## Problem description
Turn the lines of the records into a JSON list of strings, one string per line and blank lines omitted, covering only the lines that start with the line containing "[tag] soccer player in red" and go on through the end of the records. Leave the pictures out of the list.

═══

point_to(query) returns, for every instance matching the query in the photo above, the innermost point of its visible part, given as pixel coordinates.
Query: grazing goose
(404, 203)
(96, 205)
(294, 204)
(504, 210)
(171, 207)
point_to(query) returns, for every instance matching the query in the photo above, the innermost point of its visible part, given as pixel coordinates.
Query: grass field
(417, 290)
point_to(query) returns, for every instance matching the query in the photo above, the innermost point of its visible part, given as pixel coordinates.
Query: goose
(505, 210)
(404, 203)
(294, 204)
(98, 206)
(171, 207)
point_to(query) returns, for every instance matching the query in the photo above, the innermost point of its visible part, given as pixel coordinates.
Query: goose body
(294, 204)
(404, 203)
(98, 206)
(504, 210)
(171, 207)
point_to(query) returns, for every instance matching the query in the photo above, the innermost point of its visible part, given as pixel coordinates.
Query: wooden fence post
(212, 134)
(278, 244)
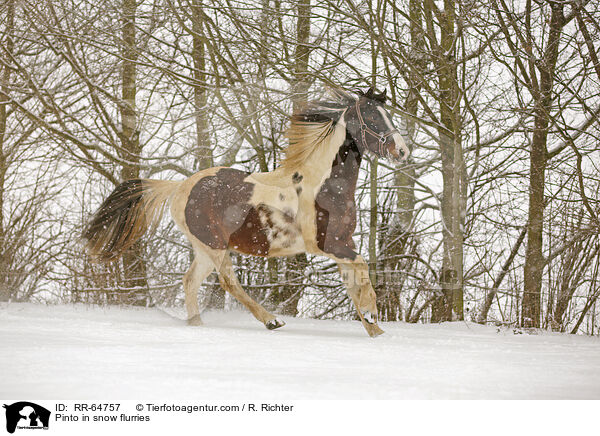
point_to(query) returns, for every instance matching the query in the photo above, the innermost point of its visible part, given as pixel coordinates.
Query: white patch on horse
(401, 148)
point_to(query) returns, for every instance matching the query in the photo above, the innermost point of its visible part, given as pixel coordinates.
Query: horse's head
(370, 125)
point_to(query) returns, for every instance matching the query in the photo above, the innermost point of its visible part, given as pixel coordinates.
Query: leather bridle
(381, 137)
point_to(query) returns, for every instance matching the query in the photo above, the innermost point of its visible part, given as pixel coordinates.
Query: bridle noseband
(381, 137)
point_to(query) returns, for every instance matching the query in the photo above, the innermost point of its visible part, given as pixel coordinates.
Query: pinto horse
(305, 205)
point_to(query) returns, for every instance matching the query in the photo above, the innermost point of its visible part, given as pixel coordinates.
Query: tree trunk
(450, 305)
(134, 268)
(4, 85)
(203, 153)
(534, 259)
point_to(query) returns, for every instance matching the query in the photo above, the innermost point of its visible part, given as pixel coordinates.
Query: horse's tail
(129, 211)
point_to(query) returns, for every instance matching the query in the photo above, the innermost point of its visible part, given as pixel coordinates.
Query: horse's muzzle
(397, 148)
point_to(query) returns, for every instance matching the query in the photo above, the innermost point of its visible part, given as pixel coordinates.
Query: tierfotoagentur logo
(26, 415)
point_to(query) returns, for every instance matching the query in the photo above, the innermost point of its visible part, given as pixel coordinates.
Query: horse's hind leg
(201, 267)
(230, 283)
(355, 276)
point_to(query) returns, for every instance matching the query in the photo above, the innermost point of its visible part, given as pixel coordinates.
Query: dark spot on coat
(335, 206)
(218, 213)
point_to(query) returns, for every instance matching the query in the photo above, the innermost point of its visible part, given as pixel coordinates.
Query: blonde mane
(305, 137)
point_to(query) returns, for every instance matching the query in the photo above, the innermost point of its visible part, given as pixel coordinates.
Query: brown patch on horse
(218, 213)
(334, 204)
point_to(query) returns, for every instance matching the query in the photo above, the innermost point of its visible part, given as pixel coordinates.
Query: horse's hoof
(274, 324)
(373, 330)
(369, 317)
(195, 320)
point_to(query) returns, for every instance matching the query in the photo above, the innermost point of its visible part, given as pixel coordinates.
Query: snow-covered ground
(84, 352)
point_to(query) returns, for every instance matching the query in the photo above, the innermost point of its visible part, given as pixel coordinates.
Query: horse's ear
(381, 98)
(340, 94)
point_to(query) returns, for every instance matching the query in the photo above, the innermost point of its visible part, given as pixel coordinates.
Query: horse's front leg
(355, 275)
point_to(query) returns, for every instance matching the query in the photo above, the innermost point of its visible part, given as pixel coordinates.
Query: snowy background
(84, 352)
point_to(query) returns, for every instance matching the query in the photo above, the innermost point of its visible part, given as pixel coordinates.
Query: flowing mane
(310, 128)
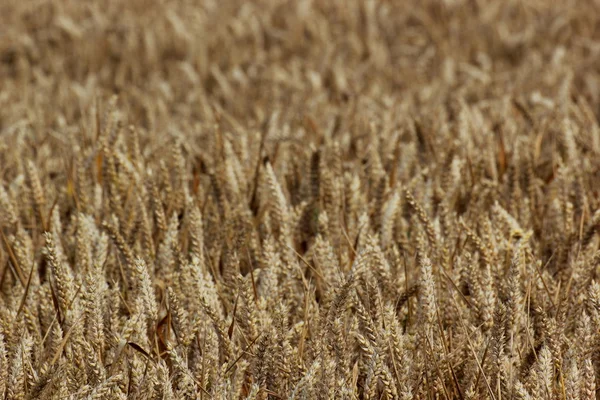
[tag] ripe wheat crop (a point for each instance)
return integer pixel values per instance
(275, 199)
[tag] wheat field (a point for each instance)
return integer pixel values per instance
(311, 199)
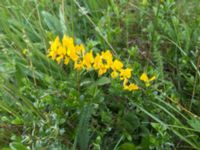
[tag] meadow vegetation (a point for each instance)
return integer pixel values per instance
(99, 74)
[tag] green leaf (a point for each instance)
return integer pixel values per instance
(195, 124)
(127, 146)
(103, 81)
(17, 121)
(17, 146)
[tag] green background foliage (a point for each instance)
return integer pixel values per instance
(44, 105)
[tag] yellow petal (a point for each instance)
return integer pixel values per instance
(144, 77)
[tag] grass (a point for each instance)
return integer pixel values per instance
(45, 105)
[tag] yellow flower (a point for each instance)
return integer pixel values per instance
(133, 87)
(146, 79)
(53, 50)
(78, 65)
(114, 74)
(117, 65)
(61, 51)
(97, 62)
(88, 60)
(66, 61)
(80, 49)
(53, 54)
(130, 87)
(67, 41)
(125, 73)
(59, 58)
(107, 58)
(73, 55)
(55, 44)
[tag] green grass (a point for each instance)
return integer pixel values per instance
(45, 105)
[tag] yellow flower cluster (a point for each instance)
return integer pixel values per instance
(66, 50)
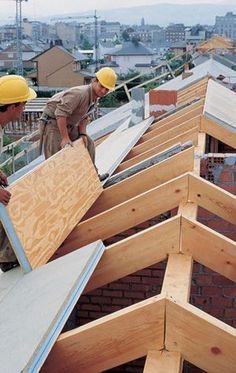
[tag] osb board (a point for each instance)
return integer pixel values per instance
(47, 203)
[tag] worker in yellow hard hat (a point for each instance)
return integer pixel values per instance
(14, 93)
(67, 114)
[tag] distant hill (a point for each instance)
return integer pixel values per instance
(163, 14)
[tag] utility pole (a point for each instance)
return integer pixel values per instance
(19, 36)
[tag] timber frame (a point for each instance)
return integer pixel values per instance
(166, 328)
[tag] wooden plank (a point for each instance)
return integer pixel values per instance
(36, 308)
(163, 137)
(48, 202)
(220, 105)
(158, 128)
(134, 253)
(128, 214)
(209, 248)
(177, 118)
(218, 132)
(114, 149)
(191, 135)
(212, 198)
(143, 181)
(201, 339)
(178, 275)
(110, 341)
(163, 361)
(147, 163)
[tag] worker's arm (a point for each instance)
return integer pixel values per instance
(62, 125)
(3, 179)
(83, 129)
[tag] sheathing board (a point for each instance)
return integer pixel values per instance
(35, 306)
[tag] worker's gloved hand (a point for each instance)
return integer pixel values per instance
(4, 196)
(85, 139)
(3, 179)
(65, 143)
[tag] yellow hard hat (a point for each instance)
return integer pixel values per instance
(107, 77)
(13, 89)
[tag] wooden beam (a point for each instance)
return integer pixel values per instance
(191, 135)
(157, 130)
(128, 214)
(137, 252)
(218, 131)
(212, 198)
(143, 181)
(110, 341)
(209, 248)
(163, 137)
(178, 275)
(163, 362)
(180, 116)
(202, 340)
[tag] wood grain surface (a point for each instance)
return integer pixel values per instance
(49, 202)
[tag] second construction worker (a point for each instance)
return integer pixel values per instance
(66, 114)
(14, 93)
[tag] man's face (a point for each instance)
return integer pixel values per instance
(99, 90)
(15, 110)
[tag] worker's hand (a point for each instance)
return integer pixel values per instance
(4, 196)
(85, 140)
(3, 179)
(65, 142)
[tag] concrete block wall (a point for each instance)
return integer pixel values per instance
(210, 291)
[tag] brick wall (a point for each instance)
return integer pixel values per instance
(210, 291)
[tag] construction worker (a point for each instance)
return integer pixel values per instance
(67, 114)
(14, 92)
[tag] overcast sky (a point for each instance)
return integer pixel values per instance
(39, 8)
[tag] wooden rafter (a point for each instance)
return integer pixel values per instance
(113, 340)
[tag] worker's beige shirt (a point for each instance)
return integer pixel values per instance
(1, 139)
(72, 103)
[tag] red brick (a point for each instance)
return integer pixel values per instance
(211, 290)
(197, 300)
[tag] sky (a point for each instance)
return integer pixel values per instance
(40, 8)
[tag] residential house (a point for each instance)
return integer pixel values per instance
(132, 56)
(58, 68)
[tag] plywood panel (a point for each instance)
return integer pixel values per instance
(128, 214)
(191, 135)
(134, 253)
(110, 341)
(48, 202)
(209, 248)
(212, 198)
(163, 137)
(34, 311)
(113, 150)
(147, 179)
(163, 362)
(220, 105)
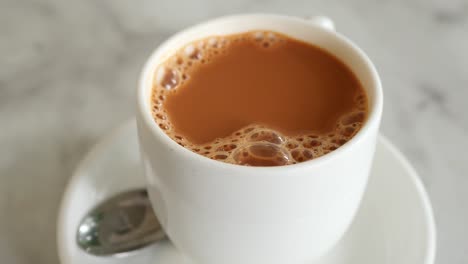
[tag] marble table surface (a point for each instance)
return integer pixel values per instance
(68, 72)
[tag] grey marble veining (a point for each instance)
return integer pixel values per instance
(68, 72)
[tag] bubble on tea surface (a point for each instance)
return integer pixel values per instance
(213, 42)
(261, 154)
(167, 78)
(265, 135)
(193, 52)
(301, 155)
(271, 36)
(227, 147)
(259, 36)
(354, 117)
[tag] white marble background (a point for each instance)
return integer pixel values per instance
(68, 72)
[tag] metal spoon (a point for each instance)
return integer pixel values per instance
(123, 223)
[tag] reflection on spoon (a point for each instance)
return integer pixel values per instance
(123, 223)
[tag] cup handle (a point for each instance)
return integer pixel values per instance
(322, 21)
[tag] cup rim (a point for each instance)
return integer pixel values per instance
(375, 109)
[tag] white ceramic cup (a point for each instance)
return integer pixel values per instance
(216, 212)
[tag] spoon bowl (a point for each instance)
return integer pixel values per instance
(121, 224)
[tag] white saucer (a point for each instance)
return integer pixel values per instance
(394, 224)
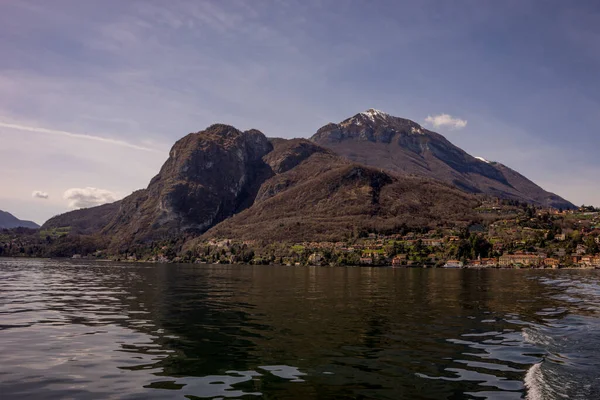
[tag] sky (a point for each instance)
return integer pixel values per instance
(94, 93)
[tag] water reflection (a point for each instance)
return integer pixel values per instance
(100, 330)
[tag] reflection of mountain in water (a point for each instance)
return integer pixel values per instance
(218, 331)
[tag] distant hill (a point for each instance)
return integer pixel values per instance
(85, 221)
(396, 144)
(9, 221)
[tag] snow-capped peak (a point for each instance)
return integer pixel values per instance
(371, 113)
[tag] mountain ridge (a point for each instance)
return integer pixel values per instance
(223, 182)
(381, 140)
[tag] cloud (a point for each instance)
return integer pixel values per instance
(37, 194)
(446, 120)
(88, 197)
(116, 142)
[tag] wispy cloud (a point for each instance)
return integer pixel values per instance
(37, 194)
(115, 142)
(446, 120)
(88, 197)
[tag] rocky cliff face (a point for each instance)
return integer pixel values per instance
(403, 146)
(209, 176)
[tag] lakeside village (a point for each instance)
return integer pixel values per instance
(525, 238)
(508, 235)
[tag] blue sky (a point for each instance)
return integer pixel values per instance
(94, 93)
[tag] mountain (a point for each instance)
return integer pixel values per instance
(227, 183)
(9, 221)
(399, 145)
(326, 197)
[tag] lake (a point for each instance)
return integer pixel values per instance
(97, 330)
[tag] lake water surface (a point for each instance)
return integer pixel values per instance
(93, 330)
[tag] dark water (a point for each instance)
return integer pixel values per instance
(100, 330)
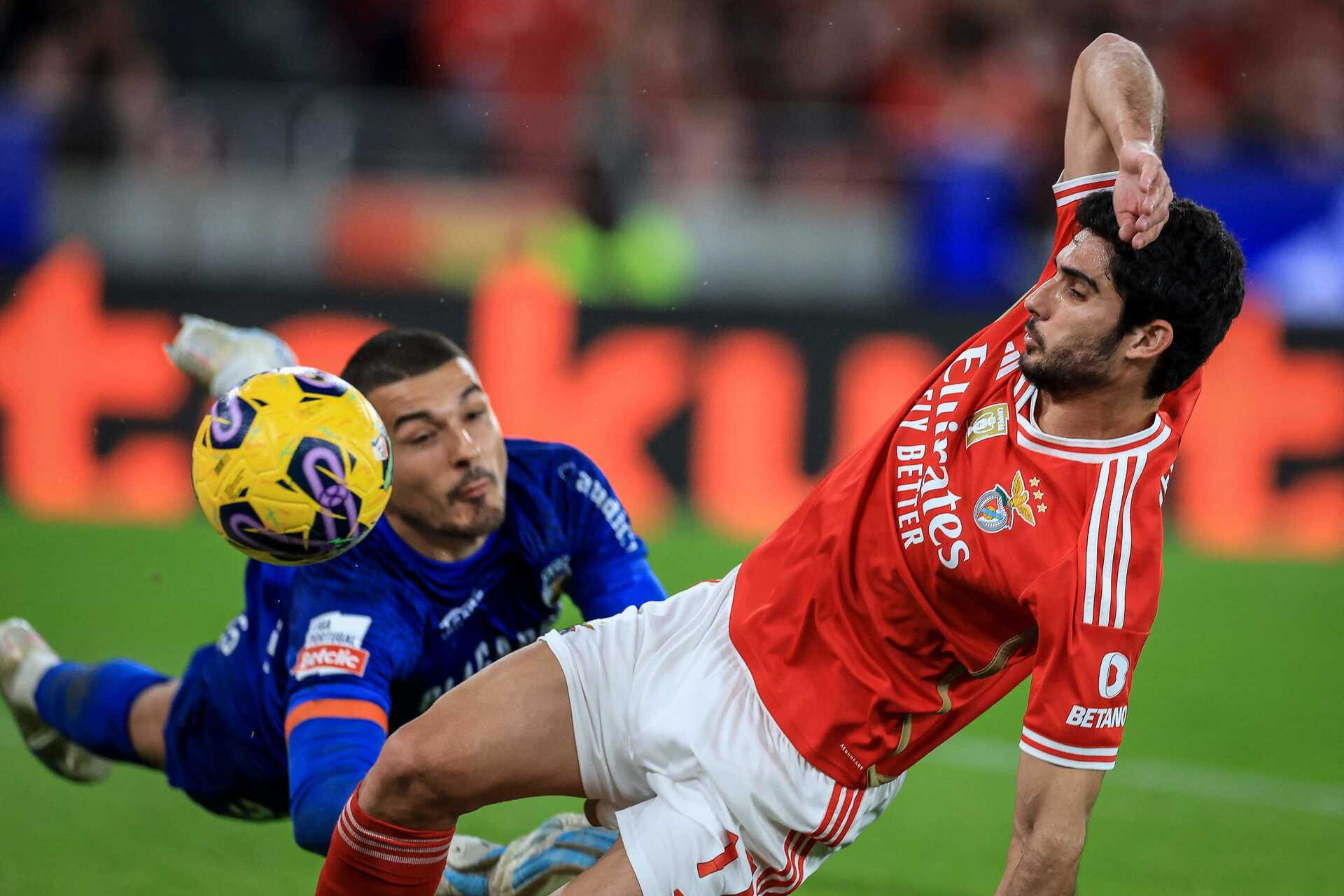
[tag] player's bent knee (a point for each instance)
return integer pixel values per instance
(413, 785)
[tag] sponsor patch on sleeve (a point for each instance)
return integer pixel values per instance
(334, 645)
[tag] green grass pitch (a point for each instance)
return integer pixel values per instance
(1230, 780)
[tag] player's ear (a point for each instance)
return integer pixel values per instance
(1149, 340)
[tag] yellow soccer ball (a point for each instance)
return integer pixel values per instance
(292, 466)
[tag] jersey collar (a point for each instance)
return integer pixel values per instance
(1032, 438)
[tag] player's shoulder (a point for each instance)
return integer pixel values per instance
(371, 578)
(537, 454)
(553, 468)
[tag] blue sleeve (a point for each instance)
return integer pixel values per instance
(350, 638)
(610, 564)
(327, 760)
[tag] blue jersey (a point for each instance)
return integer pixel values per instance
(339, 653)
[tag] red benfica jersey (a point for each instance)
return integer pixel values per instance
(956, 552)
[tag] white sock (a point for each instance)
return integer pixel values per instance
(24, 691)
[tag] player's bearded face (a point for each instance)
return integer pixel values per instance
(449, 464)
(1074, 333)
(1069, 365)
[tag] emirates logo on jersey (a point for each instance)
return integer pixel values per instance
(999, 507)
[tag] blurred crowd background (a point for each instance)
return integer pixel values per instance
(776, 166)
(886, 150)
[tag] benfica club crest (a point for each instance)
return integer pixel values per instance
(997, 507)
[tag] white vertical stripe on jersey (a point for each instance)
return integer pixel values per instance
(1091, 592)
(1124, 543)
(1108, 568)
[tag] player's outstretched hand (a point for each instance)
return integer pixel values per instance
(1142, 194)
(218, 355)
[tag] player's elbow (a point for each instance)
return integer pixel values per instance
(1104, 45)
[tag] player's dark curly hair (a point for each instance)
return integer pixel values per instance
(397, 355)
(1193, 277)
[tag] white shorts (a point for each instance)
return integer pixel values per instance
(710, 797)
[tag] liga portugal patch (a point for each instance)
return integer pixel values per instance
(334, 647)
(330, 660)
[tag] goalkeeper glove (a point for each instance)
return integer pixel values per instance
(536, 864)
(552, 856)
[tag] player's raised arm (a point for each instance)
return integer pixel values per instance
(1116, 120)
(1049, 828)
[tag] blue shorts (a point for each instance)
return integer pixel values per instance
(217, 752)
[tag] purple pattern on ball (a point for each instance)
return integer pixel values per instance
(226, 419)
(330, 495)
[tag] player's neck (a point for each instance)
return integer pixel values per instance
(436, 546)
(1098, 414)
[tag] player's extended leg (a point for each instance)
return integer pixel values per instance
(504, 734)
(74, 716)
(507, 732)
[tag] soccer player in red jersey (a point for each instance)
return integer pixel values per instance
(1006, 522)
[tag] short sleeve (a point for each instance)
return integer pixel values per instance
(1094, 612)
(350, 638)
(609, 566)
(1068, 195)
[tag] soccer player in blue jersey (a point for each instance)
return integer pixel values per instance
(288, 711)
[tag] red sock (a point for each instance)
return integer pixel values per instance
(370, 858)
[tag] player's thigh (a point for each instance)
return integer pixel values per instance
(148, 719)
(504, 734)
(685, 841)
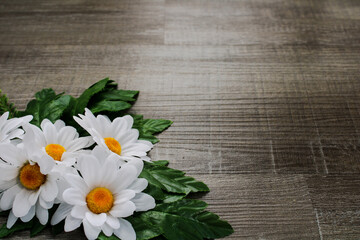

═══

## Solution to the exercise
[
  "[tag] soccer player in red jersey (a point for each instance)",
  "return integer pixel values per instance",
  "(1006, 522)",
  "[tag] short sleeve (a point for each instance)",
  "return integer pixel values per instance",
  "(1094, 612)",
  "(350, 638)",
  "(609, 566)",
  "(1068, 195)",
  "[tag] soccer player in blue jersey (a point for each instance)",
  "return integer pixel values per instance",
  "(288, 711)",
  "[tag] red sock (a point for each instance)",
  "return integer pixel values per instance",
  "(370, 858)",
  "[tag] player's thigh (a point for each instance)",
  "return integer pixel values per instance",
  "(148, 719)",
  "(504, 734)",
  "(685, 841)"
]